» EXCERPTED TEXT
++++++

United States District Court, D. Maine

December 20, 2019

JANET MILLS, et al., Defendants.



         This year, Maine enacted LD 832, which requires cable operators to allow cable subscribers to purchase cable channels and programs individually. Maine is the first state in the nation to enact such an à la carte mandate. Plaintiff Comcast of Maine/New Hampshire (“Comcast”) currently bundles most of its channels, requiring subscribers who wish to view specific programming to receive more channels and programs than they may need or want. Comcast and a number of video programmers (collectively, the “Plaintiffs”) claim LD 832 is facially unconstitutional because it is preempted by federal law and because it violates the First Amendment. Before me is the Plaintiffs' motion for a preliminary injunction. For the reasons that follow, I GRANT the Plaintiffs' motion.


         In determining whether to grant a preliminary injunction, I must consider:

(i) the movant's likelihood of success on the merits of its claims; (ii) whether and to what extent the movant will suffer irreparable harm if the injunction is withheld; (iii) the balance of hardships as between the parties; and (iv) the effect, if any, that an injunction (or the withholding of one) may have on the public interest.

++++++

Source records
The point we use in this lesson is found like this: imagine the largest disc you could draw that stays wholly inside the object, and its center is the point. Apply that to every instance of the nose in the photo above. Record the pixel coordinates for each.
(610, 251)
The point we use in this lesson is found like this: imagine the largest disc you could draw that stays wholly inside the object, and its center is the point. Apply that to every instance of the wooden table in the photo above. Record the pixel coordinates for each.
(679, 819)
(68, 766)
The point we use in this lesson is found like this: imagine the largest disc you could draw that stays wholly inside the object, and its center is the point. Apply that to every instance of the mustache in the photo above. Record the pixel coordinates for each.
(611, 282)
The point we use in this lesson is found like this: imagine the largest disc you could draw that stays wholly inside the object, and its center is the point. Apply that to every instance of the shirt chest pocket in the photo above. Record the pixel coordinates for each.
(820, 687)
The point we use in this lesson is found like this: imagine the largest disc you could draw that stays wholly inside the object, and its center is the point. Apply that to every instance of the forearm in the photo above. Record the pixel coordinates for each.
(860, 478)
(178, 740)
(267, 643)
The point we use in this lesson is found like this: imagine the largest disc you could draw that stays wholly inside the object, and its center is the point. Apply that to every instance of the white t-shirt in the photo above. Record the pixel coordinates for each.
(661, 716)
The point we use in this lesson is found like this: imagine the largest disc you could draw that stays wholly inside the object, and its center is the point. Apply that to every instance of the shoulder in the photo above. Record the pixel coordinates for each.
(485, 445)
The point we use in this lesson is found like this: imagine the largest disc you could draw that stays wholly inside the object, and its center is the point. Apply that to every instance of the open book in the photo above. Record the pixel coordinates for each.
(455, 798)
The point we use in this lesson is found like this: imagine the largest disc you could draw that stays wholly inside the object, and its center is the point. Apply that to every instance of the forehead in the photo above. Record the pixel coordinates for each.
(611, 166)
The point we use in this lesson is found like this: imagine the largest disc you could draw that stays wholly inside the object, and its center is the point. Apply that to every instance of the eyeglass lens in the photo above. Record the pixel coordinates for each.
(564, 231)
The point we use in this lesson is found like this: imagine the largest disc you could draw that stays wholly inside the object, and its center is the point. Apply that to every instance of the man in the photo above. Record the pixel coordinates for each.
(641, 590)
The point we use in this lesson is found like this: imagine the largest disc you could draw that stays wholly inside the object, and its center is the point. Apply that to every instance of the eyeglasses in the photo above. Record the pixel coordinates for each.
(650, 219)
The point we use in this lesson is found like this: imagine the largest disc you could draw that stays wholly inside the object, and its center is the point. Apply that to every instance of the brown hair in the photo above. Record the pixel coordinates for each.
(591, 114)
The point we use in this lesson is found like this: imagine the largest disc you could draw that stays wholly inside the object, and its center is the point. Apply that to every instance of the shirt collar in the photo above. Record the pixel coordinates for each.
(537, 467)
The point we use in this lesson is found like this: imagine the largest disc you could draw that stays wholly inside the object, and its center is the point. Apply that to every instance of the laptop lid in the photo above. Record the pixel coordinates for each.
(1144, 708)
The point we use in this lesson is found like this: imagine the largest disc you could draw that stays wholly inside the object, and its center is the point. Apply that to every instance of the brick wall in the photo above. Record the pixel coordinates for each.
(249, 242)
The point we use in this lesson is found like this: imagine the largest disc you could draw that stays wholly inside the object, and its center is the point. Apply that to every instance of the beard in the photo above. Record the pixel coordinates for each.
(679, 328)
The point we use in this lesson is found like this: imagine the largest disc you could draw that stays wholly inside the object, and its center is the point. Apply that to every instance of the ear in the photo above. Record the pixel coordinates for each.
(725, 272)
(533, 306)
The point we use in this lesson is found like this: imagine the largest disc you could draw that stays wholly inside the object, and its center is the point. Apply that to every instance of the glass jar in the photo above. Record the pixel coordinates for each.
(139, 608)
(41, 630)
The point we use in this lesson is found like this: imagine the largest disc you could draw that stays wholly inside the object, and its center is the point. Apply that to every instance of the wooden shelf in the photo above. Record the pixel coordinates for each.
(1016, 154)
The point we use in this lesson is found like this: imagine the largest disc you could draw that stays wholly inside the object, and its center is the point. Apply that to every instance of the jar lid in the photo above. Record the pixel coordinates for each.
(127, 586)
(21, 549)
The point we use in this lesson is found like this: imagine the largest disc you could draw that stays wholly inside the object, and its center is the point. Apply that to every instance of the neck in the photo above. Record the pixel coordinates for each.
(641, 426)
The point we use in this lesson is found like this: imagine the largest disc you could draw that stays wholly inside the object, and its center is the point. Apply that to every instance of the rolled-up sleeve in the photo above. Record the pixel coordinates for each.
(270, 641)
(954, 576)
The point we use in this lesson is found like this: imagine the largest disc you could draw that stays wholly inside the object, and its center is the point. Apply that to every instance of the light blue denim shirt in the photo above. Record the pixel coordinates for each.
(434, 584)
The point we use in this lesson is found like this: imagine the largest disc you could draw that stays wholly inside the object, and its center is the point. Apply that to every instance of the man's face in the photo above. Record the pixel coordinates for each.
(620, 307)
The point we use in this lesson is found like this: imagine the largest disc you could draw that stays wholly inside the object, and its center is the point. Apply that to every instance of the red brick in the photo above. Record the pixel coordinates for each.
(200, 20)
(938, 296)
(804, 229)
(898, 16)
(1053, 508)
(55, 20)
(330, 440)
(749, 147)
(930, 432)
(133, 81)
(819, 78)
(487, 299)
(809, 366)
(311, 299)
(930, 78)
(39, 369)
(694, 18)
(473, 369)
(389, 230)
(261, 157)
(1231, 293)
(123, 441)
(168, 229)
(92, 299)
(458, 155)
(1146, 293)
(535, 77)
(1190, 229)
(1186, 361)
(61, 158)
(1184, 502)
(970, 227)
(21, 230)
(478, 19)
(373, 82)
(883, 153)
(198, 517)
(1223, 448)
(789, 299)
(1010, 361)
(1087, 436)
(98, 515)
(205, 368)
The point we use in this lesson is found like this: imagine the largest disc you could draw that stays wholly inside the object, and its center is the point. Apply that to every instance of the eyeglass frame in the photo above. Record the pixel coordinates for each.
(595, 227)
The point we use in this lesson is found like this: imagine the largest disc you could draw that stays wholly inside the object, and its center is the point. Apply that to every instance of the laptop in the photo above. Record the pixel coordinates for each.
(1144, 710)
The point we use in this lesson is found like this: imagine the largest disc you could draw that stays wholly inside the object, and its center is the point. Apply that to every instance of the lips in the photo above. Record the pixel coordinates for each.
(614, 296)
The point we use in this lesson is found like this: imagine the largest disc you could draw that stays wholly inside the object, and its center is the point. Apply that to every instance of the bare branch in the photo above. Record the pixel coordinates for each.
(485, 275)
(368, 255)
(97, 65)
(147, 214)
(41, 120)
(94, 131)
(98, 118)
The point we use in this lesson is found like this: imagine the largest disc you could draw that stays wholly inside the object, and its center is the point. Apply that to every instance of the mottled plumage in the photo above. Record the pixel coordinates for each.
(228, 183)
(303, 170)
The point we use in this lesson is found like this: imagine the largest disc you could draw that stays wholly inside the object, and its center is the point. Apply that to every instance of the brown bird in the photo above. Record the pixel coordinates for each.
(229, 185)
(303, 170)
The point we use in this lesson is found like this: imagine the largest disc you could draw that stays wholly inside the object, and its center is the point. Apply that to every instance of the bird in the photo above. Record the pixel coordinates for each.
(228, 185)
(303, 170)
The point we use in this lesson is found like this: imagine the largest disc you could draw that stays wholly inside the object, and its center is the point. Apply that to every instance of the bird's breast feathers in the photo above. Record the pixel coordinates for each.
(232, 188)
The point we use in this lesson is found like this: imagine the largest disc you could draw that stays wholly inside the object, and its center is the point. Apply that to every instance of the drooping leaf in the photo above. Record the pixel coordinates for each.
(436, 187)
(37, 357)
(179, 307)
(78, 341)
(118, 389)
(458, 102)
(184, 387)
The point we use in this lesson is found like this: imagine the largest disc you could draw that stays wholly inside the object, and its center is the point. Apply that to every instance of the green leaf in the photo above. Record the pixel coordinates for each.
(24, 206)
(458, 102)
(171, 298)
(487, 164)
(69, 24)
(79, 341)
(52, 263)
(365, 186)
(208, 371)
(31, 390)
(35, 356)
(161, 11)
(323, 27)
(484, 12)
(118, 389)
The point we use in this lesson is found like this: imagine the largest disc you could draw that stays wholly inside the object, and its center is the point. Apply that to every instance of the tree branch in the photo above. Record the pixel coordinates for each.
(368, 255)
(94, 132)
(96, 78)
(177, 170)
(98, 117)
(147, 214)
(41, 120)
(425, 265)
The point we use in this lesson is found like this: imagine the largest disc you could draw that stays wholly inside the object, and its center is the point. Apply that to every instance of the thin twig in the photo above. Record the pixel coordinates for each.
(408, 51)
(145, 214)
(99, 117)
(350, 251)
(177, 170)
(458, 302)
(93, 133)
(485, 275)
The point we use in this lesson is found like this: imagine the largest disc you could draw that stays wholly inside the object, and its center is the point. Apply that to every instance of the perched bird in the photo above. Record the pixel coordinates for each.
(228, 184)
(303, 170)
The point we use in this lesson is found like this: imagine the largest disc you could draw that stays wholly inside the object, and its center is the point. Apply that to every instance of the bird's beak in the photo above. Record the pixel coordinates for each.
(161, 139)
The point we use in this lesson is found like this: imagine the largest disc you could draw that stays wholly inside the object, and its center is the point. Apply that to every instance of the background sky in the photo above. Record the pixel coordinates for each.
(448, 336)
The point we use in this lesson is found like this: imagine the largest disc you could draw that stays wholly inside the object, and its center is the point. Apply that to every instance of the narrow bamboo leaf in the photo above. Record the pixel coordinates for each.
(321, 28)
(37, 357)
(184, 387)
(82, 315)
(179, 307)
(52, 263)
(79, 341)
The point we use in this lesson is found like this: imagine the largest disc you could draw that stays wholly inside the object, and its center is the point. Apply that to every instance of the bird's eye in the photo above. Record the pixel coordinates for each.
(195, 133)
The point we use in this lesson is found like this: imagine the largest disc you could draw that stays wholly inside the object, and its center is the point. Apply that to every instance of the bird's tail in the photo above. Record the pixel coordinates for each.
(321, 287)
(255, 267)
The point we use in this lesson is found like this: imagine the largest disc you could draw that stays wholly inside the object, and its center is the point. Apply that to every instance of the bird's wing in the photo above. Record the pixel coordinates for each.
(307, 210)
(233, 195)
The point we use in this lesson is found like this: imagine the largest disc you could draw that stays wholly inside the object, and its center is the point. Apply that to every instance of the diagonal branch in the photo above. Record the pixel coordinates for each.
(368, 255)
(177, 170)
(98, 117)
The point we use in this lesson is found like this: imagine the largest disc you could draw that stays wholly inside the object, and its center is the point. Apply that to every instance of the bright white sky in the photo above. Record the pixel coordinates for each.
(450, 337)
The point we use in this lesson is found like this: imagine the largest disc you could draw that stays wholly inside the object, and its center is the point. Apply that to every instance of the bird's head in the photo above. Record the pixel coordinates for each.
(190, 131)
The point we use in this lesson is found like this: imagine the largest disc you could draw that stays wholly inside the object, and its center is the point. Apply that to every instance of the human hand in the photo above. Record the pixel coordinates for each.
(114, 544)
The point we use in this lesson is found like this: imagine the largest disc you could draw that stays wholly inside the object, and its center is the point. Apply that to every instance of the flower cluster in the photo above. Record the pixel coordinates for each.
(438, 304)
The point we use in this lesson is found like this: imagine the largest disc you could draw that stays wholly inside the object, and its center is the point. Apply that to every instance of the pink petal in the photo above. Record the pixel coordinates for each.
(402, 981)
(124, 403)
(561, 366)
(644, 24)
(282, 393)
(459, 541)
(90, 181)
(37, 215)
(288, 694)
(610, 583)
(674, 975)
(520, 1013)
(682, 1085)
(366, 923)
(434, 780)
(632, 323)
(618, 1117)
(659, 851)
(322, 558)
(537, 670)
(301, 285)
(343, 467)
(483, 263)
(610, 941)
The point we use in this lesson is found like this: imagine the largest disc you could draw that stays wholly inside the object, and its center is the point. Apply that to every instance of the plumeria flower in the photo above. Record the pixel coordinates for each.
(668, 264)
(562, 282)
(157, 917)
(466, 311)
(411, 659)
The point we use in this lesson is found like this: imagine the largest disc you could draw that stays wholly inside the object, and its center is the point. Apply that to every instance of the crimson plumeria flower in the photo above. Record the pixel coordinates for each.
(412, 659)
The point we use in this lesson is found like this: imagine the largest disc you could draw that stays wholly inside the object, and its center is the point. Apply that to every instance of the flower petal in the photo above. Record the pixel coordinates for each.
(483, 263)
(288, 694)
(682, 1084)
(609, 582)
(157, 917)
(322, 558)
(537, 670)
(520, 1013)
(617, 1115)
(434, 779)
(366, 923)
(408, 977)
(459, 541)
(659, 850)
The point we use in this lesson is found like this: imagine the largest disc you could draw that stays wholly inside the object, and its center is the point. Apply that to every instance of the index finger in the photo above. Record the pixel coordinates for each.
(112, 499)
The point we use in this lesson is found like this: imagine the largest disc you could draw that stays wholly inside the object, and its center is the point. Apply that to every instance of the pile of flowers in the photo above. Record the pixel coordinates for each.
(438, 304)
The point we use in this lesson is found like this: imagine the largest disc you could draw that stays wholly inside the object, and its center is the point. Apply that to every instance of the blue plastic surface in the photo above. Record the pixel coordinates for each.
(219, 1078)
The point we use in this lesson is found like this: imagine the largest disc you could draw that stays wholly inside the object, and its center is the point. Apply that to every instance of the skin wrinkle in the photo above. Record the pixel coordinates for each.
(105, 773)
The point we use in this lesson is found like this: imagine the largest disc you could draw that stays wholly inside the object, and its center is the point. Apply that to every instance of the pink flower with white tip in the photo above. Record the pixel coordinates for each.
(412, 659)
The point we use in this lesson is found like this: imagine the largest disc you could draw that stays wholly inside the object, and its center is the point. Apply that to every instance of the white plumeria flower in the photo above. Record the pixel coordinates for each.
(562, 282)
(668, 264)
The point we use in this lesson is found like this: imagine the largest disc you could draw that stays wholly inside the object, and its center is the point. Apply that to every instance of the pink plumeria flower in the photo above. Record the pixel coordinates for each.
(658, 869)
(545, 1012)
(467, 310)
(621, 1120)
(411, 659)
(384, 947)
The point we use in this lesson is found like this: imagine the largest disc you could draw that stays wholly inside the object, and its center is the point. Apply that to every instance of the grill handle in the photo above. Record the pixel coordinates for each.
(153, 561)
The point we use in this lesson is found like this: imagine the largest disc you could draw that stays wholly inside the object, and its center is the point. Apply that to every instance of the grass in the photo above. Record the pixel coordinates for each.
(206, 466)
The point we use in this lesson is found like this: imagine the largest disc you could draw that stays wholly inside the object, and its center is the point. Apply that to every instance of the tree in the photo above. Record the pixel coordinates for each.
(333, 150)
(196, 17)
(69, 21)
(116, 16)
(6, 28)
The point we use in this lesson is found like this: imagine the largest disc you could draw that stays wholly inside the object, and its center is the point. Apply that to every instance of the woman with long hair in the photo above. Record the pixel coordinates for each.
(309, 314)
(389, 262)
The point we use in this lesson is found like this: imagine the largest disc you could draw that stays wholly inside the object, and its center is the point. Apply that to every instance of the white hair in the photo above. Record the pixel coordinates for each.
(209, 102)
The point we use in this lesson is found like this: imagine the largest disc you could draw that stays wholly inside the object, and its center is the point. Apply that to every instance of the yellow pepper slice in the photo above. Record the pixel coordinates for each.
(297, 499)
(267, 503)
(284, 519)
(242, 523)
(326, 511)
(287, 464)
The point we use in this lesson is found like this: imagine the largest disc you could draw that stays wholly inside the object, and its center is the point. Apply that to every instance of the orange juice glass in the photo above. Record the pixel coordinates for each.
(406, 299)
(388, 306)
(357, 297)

++++++

» WORK INSTRUCTIONS
**a)** Answer these questions using the court opinion above:
(i) What does LD 832 require cable operators to let subscribers do?
(ii) On what two grounds do the Plaintiffs claim LD 832 is facially unconstitutional?
(iii) What is the third factor the court must consider in deciding whether to grant a preliminary injunction?
**b)** Decide whether each statement agrees with the court opinion above. Answer yes or no, and quote the words of the opinion that settle it.
(i) Another state adopted an à la carte mandate before Maine did.
(ii) Comcast currently bundles most of its channels.
(iii) The court denies the Plaintiffs' motion for a preliminary injunction.
**c)** Carry on the court opinion on Maine's cable law from the point where it stops.

» RESULTS FOR EACH TASK
**a)**
(i) It requires them to allow cable subscribers to purchase cable channels and programs individually.
(ii) The law is preempted by federal law, and it violates the First Amendment.
(iii) The balance of hardships between the parties.

**b)**
(i) No: "Maine is the first state in the nation to enact such an à la carte mandate."
(ii) Yes: "Comcast of Maine/New Hampshire (“Comcast”) currently bundles most of its channels"
(iii) No: "I GRANT the Plaintiffs' motion."

**c)**
Corp. Techs., Inc. v. Harnett, 731 F.3d 6, 9 (1st Cir. 2013).

         The Plaintiffs bear the burden of establishing that these factors weigh in their favor. Esso Standard Oil Co. (P.R.) v. Monroig-Zayas, 445 F.3d 13, 18 (1st Cir. 2006). “[T]he burdens at the preliminary injunction stage track the burdens at trial.” Reilly v. City of Harrisburg, 858 F.3d 173, 180 (3d Cir. 2017), as amended (June 26, 2017) (internal quotation marks omitted). In the context of a First Amendment claim, the Plaintiffs have the burden to show that the state law infringes on their First Amendment rights. Id. at 180 n.5 (citing Goodman v. Ill. Dep't of Fin. & Prof'l Regulation, 430 F.3d 432, 438 (7th Cir. 2005)). If the Plaintiffs make this showing, then the State must justify its restriction on speech under the appropriate constitutional standard. Id. (citing Thalheimer v. City of San Diego, 645 F.3d 1109, 1116 (9th Cir. 2011)).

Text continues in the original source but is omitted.